Reproduce every one of the records below line for line, without altering any character.

Task data =>
-- BEGIN --
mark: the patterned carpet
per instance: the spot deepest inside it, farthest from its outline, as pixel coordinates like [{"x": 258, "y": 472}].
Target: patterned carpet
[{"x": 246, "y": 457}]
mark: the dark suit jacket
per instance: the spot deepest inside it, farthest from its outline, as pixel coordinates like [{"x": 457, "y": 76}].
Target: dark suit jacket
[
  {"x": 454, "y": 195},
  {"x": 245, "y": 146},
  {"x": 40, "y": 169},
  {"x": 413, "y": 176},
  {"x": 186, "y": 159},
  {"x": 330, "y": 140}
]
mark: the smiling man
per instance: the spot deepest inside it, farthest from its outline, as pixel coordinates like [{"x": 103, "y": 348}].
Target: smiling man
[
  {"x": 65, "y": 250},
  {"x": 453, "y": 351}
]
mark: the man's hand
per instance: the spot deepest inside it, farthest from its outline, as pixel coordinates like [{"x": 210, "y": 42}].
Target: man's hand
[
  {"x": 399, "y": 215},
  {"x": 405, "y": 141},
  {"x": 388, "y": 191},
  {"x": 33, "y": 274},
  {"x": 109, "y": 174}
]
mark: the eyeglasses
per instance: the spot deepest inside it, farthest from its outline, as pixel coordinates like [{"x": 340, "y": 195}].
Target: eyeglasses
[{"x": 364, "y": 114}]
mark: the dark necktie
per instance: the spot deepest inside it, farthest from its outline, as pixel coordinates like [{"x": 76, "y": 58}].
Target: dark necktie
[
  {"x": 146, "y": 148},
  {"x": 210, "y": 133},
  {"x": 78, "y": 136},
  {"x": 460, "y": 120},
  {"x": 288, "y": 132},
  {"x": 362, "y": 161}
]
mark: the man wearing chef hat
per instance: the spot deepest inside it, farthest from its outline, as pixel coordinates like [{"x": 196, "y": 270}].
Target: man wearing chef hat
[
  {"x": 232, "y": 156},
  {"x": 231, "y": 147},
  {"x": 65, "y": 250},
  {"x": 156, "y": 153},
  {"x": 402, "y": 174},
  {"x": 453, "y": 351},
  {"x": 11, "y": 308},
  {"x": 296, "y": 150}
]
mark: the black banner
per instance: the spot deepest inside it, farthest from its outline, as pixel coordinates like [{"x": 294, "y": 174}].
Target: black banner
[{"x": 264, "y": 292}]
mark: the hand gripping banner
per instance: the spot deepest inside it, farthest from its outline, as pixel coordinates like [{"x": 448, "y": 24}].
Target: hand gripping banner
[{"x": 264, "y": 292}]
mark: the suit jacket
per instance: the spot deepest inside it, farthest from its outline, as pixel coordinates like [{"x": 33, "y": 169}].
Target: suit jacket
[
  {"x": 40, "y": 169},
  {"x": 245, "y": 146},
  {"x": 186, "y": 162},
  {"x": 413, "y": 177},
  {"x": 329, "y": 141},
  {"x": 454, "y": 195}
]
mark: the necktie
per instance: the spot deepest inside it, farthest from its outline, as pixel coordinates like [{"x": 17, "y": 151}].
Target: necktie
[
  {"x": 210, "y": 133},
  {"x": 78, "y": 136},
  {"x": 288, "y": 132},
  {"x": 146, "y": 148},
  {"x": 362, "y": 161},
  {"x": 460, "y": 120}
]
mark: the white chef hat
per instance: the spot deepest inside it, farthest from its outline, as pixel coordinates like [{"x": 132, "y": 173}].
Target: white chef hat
-- END --
Full answer =>
mark: the patterned carpet
per instance: the spot deepest inside it, farthest from its outline, as pixel coordinates like [{"x": 258, "y": 472}].
Target: patterned carpet
[{"x": 246, "y": 457}]
mark: the dark suit jacket
per instance: the spot deepest inside it, farthest from its outline, as pixel coordinates like [{"x": 457, "y": 76}].
Target: dark suit jacket
[
  {"x": 454, "y": 195},
  {"x": 245, "y": 146},
  {"x": 40, "y": 169},
  {"x": 413, "y": 176},
  {"x": 186, "y": 159},
  {"x": 330, "y": 140}
]
mark: the smiling man
per instance: the spot deepest inside it, farthest from its outline, as pixel coordinates like [{"x": 103, "y": 348}].
Target: smiling man
[
  {"x": 65, "y": 250},
  {"x": 453, "y": 351}
]
mark: the man's hand
per instance: the spot deepest inside it, farthest from its outline, as pixel coordinates like [{"x": 210, "y": 42}].
Target: man's hand
[
  {"x": 399, "y": 215},
  {"x": 405, "y": 141},
  {"x": 388, "y": 191},
  {"x": 33, "y": 274},
  {"x": 109, "y": 174}
]
mark: the eyeglasses
per instance: the spot deepest inside it, farthest from its outline, as pixel coordinates like [{"x": 340, "y": 195}].
Target: eyeglasses
[{"x": 364, "y": 114}]
mark: the dark necktie
per instance: the spot deepest inside it, farthest from its outline, as pixel coordinates like [{"x": 76, "y": 58}].
Target: dark necktie
[
  {"x": 146, "y": 148},
  {"x": 210, "y": 133},
  {"x": 78, "y": 136},
  {"x": 460, "y": 120},
  {"x": 288, "y": 132},
  {"x": 362, "y": 161}
]
mark: the man wearing chef hat
per instance: the spot deepest inside it, farthest from its outline, as pixel coordinates like [{"x": 196, "y": 270}].
Target: man wearing chef hat
[
  {"x": 232, "y": 156},
  {"x": 231, "y": 147},
  {"x": 65, "y": 250},
  {"x": 156, "y": 153},
  {"x": 402, "y": 174},
  {"x": 453, "y": 351},
  {"x": 11, "y": 308},
  {"x": 296, "y": 150}
]
mark: the black banner
per instance: the spot deepest inside it, farthest from its outline, as pixel coordinates like [{"x": 294, "y": 174}].
Target: black banner
[{"x": 264, "y": 292}]
mark: the hand gripping banner
per instance: the spot deepest inside it, farthest from its outline, as pixel coordinates like [{"x": 448, "y": 24}].
Target: hand gripping banner
[{"x": 264, "y": 292}]
mark: the suit jacket
per instance: the spot deepest inside it, farthest from its outline, as pixel coordinates like [{"x": 33, "y": 169}].
Target: suit jacket
[
  {"x": 40, "y": 169},
  {"x": 245, "y": 146},
  {"x": 186, "y": 162},
  {"x": 413, "y": 177},
  {"x": 329, "y": 141},
  {"x": 454, "y": 195}
]
mark: the necktie
per instance: the spot deepest inside it, farthest from its outline, as pixel coordinates like [{"x": 17, "y": 151}].
Target: necktie
[
  {"x": 210, "y": 133},
  {"x": 78, "y": 136},
  {"x": 288, "y": 132},
  {"x": 146, "y": 148},
  {"x": 362, "y": 161},
  {"x": 460, "y": 120}
]
mark: the white chef hat
per instance: the spot deepest inside it, farthest from its outline, as pixel coordinates like [{"x": 132, "y": 173}].
Target: white chef hat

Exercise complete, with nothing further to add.